__WHAT YOU NEED TO DO__:
Could you return each line from the one bearing "Give the innermost point of each instance of the grass, as" through the last line of the entries, exactly as it stands, with no pictures?

__DATA SUPPLIED__:
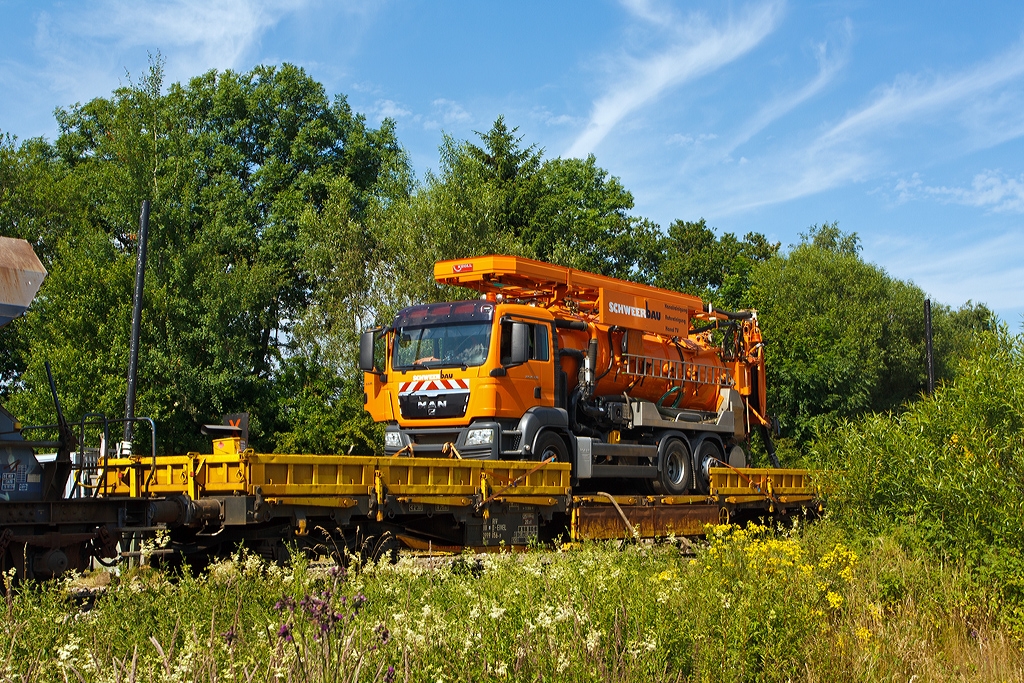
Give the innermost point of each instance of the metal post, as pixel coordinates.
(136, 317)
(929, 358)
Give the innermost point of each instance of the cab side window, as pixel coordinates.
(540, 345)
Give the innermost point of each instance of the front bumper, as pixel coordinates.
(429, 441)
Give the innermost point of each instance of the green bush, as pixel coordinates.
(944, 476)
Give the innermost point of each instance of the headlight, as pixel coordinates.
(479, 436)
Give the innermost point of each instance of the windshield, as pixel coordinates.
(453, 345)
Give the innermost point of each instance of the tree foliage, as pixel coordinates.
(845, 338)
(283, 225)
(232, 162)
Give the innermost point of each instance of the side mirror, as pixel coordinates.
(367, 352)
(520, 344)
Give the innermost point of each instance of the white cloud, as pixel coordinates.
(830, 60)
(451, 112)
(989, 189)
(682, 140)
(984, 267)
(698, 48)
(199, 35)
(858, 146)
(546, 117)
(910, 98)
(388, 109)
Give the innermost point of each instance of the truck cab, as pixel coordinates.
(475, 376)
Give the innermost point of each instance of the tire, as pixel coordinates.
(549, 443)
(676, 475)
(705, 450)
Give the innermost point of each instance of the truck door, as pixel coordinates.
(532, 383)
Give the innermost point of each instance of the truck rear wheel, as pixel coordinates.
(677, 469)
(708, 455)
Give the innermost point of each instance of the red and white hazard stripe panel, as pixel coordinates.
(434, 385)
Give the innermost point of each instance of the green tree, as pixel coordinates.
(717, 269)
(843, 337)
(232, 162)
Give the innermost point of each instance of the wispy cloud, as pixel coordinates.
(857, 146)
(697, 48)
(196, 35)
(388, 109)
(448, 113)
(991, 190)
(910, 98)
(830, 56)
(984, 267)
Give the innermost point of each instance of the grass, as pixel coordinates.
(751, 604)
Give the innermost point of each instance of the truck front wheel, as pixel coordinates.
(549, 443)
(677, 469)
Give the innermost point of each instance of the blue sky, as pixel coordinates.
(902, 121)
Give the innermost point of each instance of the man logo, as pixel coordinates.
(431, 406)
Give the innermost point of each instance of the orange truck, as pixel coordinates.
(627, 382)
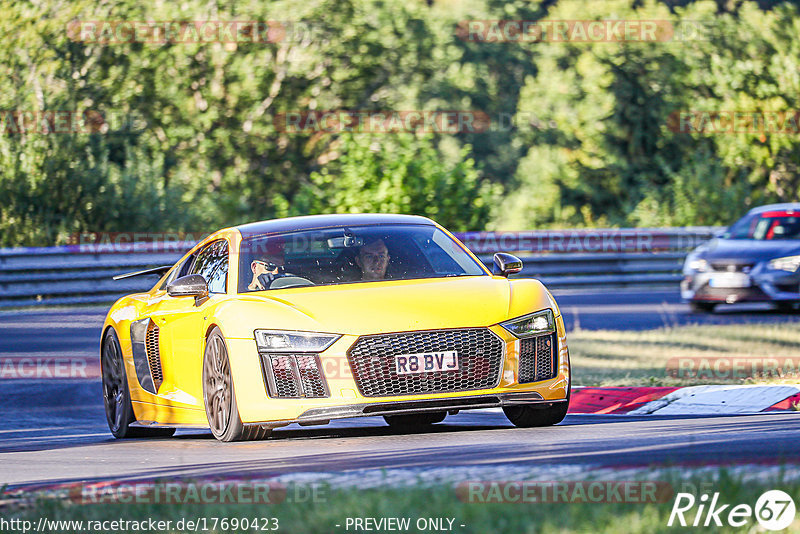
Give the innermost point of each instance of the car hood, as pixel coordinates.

__ANSWER TO THIS PROBLEM__:
Give the innermost point of each instance of the grass, as pixel coordinates.
(751, 604)
Give the innermost point of each instance of the truck front wheel, as pixel coordinates.
(549, 443)
(677, 469)
Give the innermost point of each instance of the blue sky, as pixel coordinates.
(902, 121)
Give the innermost point of each instance of the man logo, as pixel coordinates.
(431, 406)
Give the innermost point of each instance of the orange truck, as pixel coordinates.
(627, 382)
Give the innermost point of each instance of the car hood, as pixel coordinates.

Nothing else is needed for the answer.